Work to be completed: All that is needed is each line of the entries holding the word "black", copied as it stands.

The records:
[Start of section]

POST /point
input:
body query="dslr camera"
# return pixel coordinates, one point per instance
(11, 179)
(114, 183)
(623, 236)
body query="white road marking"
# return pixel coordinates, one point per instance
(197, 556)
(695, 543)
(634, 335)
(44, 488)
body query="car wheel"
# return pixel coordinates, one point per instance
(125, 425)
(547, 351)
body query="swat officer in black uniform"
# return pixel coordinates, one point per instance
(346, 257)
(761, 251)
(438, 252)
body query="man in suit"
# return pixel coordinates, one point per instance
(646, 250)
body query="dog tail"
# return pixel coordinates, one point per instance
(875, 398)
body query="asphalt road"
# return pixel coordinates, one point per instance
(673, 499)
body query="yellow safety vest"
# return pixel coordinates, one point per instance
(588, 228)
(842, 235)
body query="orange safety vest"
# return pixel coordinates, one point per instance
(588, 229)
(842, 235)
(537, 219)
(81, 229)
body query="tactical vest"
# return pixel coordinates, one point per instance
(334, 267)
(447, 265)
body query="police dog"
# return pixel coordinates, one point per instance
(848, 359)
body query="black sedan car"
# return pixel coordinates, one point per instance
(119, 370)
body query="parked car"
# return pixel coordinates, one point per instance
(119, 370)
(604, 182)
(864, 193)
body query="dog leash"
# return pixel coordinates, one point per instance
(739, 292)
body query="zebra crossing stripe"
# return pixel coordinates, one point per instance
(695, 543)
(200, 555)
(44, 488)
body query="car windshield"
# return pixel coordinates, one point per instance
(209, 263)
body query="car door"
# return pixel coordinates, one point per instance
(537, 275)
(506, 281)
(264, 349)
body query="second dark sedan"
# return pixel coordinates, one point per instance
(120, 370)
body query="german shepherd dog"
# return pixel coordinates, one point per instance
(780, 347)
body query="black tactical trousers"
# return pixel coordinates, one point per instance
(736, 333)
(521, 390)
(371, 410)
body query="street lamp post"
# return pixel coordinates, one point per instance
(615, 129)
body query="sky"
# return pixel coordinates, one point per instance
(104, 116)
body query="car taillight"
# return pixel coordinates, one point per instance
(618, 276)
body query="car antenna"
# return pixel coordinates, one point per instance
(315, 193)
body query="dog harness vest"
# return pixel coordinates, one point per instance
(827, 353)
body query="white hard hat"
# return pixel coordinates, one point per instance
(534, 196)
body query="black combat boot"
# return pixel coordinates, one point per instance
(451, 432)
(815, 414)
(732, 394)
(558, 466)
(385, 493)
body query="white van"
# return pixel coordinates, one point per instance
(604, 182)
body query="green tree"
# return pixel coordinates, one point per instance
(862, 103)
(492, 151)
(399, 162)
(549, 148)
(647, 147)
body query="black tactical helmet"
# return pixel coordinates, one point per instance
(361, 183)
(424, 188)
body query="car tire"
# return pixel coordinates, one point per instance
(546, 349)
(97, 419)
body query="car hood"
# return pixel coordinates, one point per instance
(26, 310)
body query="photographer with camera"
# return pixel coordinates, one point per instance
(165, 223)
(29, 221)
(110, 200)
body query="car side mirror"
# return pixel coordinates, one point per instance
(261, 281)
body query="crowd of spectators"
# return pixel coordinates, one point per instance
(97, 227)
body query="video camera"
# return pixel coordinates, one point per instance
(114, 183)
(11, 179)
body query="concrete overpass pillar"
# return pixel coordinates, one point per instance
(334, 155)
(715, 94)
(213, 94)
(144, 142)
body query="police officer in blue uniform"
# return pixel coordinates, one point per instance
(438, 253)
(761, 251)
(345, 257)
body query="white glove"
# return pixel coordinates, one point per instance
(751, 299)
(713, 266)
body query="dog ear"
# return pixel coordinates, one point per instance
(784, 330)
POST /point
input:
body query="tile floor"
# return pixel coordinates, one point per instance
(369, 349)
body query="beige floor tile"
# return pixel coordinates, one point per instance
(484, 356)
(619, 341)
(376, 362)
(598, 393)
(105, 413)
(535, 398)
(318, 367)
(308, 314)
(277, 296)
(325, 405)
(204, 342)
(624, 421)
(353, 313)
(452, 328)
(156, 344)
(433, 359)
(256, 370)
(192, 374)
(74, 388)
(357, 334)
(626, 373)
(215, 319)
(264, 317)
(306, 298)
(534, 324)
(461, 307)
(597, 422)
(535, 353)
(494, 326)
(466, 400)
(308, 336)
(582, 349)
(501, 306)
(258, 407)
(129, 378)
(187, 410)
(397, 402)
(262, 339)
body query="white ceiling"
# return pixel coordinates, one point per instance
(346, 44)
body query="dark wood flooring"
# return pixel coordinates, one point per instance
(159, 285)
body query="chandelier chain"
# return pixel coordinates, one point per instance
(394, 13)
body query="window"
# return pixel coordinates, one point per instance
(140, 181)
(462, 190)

[End of section]

Answer to this exercise:
body query="swat officer in black uniform"
body query="black sedan car"
body query="black tactical trousers"
body query="black combat boot"
body query="black tactical helmet"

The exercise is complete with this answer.